What you will do – Copy the data from the line that contains "finger in the photo above." to its last line, exactly, including both of those lines and leaving out everything before.

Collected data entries
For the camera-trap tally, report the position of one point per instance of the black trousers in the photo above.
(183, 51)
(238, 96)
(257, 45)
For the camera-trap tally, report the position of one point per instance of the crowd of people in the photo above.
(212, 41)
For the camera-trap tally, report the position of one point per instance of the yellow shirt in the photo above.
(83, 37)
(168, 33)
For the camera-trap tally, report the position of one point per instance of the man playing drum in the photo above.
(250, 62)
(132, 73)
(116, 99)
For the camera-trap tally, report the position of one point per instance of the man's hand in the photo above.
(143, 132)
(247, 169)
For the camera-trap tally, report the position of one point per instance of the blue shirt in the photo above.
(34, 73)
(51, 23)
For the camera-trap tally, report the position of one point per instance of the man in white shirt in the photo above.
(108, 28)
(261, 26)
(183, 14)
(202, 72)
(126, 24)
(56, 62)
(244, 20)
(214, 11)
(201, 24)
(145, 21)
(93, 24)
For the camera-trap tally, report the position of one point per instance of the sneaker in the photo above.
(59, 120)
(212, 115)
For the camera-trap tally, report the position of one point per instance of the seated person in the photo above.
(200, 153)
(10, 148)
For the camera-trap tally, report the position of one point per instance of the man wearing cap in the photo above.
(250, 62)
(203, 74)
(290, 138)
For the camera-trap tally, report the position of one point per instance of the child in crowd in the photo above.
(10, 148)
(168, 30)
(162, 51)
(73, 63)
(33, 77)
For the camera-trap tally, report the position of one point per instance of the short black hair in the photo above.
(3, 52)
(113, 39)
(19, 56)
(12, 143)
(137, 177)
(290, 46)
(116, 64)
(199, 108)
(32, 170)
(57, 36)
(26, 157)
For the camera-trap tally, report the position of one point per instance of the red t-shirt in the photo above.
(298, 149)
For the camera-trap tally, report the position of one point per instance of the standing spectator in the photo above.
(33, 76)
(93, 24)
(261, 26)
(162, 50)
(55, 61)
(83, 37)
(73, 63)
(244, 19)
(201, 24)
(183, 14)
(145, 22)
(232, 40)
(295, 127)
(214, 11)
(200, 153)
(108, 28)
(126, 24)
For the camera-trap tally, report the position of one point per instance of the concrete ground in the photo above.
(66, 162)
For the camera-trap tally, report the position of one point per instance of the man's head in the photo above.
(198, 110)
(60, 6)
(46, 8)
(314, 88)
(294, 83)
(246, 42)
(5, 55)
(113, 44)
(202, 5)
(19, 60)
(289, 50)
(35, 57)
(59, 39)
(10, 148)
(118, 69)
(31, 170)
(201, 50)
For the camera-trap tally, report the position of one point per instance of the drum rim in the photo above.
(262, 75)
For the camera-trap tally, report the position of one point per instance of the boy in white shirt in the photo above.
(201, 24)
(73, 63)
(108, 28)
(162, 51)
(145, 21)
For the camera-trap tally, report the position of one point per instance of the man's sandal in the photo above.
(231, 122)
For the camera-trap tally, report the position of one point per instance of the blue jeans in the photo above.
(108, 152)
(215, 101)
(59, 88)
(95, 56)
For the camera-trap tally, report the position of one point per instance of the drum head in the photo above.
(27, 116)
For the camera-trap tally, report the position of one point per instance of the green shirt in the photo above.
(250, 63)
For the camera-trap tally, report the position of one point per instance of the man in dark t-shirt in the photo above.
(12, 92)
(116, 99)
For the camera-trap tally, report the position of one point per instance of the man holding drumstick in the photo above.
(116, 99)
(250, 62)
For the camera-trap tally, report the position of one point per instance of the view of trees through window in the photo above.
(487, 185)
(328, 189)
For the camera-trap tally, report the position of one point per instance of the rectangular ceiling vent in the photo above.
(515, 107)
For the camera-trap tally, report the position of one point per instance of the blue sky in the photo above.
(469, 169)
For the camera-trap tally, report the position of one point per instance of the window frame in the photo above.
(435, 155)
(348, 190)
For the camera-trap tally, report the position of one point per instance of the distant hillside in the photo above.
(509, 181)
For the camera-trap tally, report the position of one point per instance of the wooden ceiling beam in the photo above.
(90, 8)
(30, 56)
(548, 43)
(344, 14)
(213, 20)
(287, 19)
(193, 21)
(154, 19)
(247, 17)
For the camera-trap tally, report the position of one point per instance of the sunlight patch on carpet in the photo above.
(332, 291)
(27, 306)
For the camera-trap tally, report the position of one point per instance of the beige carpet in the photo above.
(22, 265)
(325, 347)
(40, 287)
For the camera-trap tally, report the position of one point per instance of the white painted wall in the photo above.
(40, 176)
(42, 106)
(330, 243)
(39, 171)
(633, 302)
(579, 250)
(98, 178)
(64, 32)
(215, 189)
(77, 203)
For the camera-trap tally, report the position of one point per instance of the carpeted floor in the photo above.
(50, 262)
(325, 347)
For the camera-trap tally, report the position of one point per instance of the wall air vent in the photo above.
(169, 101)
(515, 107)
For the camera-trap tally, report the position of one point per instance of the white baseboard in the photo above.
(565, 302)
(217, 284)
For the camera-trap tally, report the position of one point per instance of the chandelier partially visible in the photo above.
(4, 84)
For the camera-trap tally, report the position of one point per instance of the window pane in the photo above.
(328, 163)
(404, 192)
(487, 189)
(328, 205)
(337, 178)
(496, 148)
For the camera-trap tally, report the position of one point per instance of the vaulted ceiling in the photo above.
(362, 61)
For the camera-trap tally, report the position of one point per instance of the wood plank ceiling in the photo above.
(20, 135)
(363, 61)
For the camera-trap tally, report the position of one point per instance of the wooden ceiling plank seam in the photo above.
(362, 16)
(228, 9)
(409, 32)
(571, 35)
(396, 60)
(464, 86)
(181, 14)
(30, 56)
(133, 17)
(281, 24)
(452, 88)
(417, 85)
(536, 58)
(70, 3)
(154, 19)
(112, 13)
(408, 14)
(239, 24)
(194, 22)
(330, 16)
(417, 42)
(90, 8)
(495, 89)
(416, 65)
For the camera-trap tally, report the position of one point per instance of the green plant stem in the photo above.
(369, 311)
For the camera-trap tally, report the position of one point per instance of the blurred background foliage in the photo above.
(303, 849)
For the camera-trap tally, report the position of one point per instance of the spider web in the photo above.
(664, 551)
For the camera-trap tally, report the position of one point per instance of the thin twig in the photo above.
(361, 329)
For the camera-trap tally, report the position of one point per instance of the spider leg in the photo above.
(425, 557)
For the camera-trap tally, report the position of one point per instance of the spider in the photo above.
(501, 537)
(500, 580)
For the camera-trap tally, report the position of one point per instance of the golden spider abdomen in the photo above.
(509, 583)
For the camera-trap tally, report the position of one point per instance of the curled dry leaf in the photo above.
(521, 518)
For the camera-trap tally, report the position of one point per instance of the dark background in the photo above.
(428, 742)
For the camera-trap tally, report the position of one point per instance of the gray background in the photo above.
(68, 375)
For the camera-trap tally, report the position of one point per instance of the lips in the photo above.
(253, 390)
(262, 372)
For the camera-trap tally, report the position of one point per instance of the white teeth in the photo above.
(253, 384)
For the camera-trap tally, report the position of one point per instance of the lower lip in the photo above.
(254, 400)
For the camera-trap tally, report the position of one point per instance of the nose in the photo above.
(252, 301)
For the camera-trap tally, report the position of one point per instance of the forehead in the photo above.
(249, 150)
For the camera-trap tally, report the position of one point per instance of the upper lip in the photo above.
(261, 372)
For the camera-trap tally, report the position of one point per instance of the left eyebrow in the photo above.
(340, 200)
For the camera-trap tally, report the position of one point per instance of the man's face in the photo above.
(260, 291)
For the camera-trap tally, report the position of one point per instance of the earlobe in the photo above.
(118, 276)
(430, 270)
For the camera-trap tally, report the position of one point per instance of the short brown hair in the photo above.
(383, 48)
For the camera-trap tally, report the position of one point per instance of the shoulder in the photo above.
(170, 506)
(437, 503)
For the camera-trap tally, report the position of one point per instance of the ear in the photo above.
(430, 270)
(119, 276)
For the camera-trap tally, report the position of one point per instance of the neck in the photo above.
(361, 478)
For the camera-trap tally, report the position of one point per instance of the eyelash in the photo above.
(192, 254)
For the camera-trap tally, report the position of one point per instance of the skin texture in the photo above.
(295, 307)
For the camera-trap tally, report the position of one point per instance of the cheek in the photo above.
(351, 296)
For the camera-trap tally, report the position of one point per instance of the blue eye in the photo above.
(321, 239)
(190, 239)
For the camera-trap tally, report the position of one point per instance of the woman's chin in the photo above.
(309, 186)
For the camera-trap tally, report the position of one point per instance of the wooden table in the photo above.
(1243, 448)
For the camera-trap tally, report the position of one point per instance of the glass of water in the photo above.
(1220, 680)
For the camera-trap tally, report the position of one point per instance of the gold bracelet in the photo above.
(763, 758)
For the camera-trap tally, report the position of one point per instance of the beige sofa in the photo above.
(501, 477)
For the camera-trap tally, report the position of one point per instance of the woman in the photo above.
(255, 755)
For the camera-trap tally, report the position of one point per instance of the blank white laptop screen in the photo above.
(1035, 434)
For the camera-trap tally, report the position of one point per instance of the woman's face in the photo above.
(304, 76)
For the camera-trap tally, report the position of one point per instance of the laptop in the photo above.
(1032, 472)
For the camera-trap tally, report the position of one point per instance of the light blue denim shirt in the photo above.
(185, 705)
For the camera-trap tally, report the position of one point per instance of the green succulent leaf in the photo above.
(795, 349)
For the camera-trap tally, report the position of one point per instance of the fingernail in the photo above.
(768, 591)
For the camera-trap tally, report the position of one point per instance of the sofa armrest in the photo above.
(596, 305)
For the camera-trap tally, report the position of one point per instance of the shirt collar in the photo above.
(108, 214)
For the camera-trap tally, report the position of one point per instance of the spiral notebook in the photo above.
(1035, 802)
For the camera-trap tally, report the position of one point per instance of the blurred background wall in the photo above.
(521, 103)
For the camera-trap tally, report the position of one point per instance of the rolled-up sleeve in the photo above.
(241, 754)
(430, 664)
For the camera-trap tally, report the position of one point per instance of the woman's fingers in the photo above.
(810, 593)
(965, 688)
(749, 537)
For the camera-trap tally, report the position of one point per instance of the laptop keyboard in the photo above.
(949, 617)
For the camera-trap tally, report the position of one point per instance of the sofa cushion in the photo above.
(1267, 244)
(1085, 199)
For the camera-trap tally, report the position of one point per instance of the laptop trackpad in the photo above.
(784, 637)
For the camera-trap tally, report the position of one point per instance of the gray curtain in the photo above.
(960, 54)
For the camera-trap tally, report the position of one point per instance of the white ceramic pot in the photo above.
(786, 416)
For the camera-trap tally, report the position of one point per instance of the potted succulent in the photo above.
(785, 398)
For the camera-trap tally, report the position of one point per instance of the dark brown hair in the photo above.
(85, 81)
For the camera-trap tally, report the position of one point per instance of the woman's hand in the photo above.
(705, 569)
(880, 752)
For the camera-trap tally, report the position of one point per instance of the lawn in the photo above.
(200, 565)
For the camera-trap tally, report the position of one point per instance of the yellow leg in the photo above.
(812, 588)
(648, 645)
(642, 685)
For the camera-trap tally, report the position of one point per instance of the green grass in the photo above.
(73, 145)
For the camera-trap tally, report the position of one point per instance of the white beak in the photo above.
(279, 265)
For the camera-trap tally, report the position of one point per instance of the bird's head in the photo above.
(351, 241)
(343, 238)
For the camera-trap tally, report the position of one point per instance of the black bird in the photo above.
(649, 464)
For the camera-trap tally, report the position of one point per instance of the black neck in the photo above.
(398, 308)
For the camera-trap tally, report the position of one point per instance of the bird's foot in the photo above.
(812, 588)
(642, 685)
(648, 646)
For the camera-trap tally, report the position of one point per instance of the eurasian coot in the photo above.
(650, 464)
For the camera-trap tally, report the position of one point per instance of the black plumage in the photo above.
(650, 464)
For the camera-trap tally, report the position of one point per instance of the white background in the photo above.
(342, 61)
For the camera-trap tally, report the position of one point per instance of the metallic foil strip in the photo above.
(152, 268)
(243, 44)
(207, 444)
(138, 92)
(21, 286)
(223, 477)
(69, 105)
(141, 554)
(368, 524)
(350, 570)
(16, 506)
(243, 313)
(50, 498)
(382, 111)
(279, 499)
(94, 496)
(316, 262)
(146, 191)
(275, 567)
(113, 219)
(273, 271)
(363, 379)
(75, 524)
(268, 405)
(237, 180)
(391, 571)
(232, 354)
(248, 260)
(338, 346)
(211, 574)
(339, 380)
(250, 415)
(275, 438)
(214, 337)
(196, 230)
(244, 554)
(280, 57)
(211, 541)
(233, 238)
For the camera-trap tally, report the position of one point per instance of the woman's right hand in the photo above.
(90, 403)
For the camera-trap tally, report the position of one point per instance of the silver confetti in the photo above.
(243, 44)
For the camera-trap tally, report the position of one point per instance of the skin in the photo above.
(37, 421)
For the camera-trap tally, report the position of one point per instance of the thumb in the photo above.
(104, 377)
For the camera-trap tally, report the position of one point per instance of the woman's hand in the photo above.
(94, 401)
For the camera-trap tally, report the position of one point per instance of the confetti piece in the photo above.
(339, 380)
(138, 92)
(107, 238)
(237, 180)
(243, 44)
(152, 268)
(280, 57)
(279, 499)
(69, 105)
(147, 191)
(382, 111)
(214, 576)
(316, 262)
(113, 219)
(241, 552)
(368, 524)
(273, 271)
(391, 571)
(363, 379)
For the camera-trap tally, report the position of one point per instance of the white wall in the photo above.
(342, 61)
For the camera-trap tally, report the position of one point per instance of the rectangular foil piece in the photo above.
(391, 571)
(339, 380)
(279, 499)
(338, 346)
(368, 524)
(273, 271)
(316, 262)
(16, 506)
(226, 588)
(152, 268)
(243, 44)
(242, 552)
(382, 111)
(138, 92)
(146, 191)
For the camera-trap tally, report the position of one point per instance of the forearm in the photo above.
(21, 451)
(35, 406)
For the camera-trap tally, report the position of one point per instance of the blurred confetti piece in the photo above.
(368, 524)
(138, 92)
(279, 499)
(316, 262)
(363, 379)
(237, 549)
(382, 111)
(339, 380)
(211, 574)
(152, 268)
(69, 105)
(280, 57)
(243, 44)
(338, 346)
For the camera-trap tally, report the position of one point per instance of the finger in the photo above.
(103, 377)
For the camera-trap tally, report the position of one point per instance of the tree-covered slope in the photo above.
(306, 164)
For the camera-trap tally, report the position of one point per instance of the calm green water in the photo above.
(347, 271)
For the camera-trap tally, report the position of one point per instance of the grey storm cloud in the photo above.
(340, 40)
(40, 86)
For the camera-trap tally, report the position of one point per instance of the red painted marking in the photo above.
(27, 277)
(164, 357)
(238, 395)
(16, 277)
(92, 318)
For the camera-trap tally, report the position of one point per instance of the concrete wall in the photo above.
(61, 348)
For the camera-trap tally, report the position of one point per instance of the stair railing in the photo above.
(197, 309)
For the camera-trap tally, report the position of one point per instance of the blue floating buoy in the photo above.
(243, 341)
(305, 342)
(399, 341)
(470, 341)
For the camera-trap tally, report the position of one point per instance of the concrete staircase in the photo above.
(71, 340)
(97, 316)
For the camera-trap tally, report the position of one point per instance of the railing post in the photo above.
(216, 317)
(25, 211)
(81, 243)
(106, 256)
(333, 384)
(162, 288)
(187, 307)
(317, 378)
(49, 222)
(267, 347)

Response to the task –
For the camera-trap tally, report the position of one point per instance of the finger in the photo above.
(103, 377)
For the camera-trap tally, report the position of one point per instance of the tree-covered slope in the photo above.
(306, 164)
For the camera-trap tally, report the position of one point per instance of the calm green water in the photo above.
(347, 271)
For the camera-trap tally, report the position of one point per instance of the grey storm cloud in the photo above.
(340, 40)
(40, 86)
For the camera-trap tally, report the position of one point per instance of the red painted marking in the photo above.
(27, 277)
(164, 357)
(238, 395)
(16, 277)
(92, 318)
For the camera-trap tally, report the position of one point per instance of the concrete wall in the photo above.
(61, 348)
For the camera-trap tally, report the position of one point per instance of the stair railing in the photo above.
(197, 309)
For the camera-trap tally, report the position of one point per instance of the blue floating buoy in the photo above.
(243, 341)
(305, 342)
(399, 341)
(470, 341)
For the camera-trap tally, report the position of one point per instance of the concrete staircase in the photo above.
(71, 340)
(97, 316)
For the camera-trap tally, report the position of one point per instance of the railing post in the photo above.
(216, 317)
(25, 211)
(81, 243)
(106, 256)
(333, 384)
(162, 288)
(187, 307)
(317, 378)
(49, 222)
(267, 347)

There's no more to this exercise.